Stored data entries
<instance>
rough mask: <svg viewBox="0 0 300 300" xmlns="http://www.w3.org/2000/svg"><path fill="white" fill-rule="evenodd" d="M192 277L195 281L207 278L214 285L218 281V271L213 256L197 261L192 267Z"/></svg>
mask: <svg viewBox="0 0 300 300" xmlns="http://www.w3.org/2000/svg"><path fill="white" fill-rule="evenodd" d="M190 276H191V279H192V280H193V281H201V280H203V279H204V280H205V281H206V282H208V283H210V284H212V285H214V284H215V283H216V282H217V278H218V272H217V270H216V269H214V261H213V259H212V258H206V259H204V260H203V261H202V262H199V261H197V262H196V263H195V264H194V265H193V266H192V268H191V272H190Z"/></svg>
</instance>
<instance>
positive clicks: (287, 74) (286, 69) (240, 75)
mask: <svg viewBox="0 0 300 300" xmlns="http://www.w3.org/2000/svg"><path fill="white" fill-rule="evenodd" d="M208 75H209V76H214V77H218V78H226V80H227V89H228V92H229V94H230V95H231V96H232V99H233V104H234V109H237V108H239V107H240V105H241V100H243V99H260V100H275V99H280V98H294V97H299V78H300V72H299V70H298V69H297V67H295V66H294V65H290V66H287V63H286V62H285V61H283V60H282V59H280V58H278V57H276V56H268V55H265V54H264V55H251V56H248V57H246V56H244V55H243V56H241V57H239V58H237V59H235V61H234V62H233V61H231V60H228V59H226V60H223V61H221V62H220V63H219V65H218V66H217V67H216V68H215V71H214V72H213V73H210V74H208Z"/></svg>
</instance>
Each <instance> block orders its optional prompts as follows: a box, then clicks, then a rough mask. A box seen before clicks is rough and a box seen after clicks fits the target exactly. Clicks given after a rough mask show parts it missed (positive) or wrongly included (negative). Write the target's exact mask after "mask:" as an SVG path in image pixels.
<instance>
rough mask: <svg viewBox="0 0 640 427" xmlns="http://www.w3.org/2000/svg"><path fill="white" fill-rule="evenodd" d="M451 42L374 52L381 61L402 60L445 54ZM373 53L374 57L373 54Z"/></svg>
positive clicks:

Directions:
Each entry above must be set down again without alteration.

Solution to this problem:
<instance>
rough mask: <svg viewBox="0 0 300 300" xmlns="http://www.w3.org/2000/svg"><path fill="white" fill-rule="evenodd" d="M192 277L195 281L207 278L214 285L218 281V271L213 256L197 261L192 267Z"/></svg>
mask: <svg viewBox="0 0 300 300" xmlns="http://www.w3.org/2000/svg"><path fill="white" fill-rule="evenodd" d="M190 276H191V279H192V280H193V281H201V280H203V279H204V280H205V281H206V282H208V283H210V284H212V285H214V284H215V283H216V282H217V278H218V272H217V270H216V269H214V261H213V259H212V258H206V259H204V260H203V261H202V262H199V261H197V262H196V263H195V264H194V265H193V266H192V268H191V272H190Z"/></svg>
</instance>
<instance>
positive clicks: (287, 74) (286, 69) (240, 75)
mask: <svg viewBox="0 0 300 300" xmlns="http://www.w3.org/2000/svg"><path fill="white" fill-rule="evenodd" d="M208 75H209V76H214V77H218V78H226V80H227V89H228V92H229V94H230V95H231V96H232V99H233V104H234V109H237V108H239V107H240V105H241V100H243V99H260V100H275V99H280V98H294V97H299V78H300V72H299V70H298V69H297V67H295V66H294V65H290V66H287V63H286V62H285V61H283V60H282V59H280V58H278V57H276V56H268V55H265V54H264V55H251V56H248V57H246V56H244V55H243V56H241V57H239V58H237V59H235V61H234V62H233V61H231V60H228V59H226V60H223V61H221V62H220V63H219V65H218V66H217V67H216V68H215V71H214V72H213V73H210V74H208Z"/></svg>
</instance>
Each <instance> block orders its optional prompts as follows: a box, then clicks, then a rough mask. A box seen before clicks is rough and a box seen after clicks fits the target exactly. Clicks given after a rough mask show parts it missed (positive) or wrongly included (negative). Write the target's exact mask after "mask:" as an SVG path in image pixels.
<instance>
rough mask: <svg viewBox="0 0 640 427" xmlns="http://www.w3.org/2000/svg"><path fill="white" fill-rule="evenodd" d="M451 42L374 52L381 61L402 60L445 54ZM373 53L374 57L373 54Z"/></svg>
positive clicks:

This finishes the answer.